____ Exercise input
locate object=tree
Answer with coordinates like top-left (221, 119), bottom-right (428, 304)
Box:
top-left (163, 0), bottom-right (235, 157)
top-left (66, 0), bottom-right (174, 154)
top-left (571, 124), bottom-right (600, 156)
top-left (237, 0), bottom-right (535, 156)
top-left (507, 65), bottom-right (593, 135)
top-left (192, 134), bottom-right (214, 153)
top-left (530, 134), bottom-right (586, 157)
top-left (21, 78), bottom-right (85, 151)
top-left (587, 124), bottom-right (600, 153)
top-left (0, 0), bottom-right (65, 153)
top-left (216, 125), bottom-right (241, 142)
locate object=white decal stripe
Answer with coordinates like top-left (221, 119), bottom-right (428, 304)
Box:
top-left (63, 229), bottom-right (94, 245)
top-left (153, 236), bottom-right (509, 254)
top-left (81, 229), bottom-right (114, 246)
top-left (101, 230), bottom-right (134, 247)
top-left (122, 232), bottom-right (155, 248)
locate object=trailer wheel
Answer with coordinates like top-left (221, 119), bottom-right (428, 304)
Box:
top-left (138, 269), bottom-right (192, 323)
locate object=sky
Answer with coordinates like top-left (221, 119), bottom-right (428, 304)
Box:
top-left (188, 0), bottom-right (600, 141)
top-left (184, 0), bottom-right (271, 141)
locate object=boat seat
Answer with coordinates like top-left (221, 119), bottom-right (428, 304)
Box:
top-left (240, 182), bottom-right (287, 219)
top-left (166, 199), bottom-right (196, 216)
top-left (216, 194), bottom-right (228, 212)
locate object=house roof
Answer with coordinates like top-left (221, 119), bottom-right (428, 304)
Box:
________
◆ **Exercise directions**
All of the records above must be reproduced exactly.

◆ **Worked solution**
locate object=tree
Answer with coordinates like top-left (221, 119), bottom-right (428, 304)
Box:
top-left (163, 0), bottom-right (235, 157)
top-left (66, 0), bottom-right (174, 154)
top-left (571, 124), bottom-right (600, 156)
top-left (237, 0), bottom-right (535, 156)
top-left (507, 65), bottom-right (593, 135)
top-left (192, 134), bottom-right (214, 153)
top-left (530, 134), bottom-right (586, 157)
top-left (21, 78), bottom-right (85, 151)
top-left (587, 124), bottom-right (600, 153)
top-left (0, 0), bottom-right (65, 153)
top-left (216, 125), bottom-right (241, 142)
locate object=white decal stripe
Answer with coordinates like top-left (221, 119), bottom-right (428, 304)
Box:
top-left (63, 229), bottom-right (94, 245)
top-left (153, 236), bottom-right (509, 254)
top-left (81, 229), bottom-right (114, 246)
top-left (101, 230), bottom-right (134, 247)
top-left (122, 232), bottom-right (155, 248)
locate object=trailer wheel
Answer with coordinates like top-left (221, 119), bottom-right (428, 304)
Box:
top-left (138, 269), bottom-right (192, 323)
locate object=sky
Answer with coordinates like top-left (221, 119), bottom-right (428, 304)
Box:
top-left (188, 0), bottom-right (600, 141)
top-left (184, 0), bottom-right (271, 141)
locate object=boat seat
Answer with coordinates like top-left (221, 119), bottom-right (428, 304)
Box:
top-left (240, 182), bottom-right (287, 219)
top-left (166, 199), bottom-right (196, 216)
top-left (216, 194), bottom-right (228, 212)
locate object=house roof
Answer with coordinates like top-left (221, 119), bottom-right (428, 304)
Box:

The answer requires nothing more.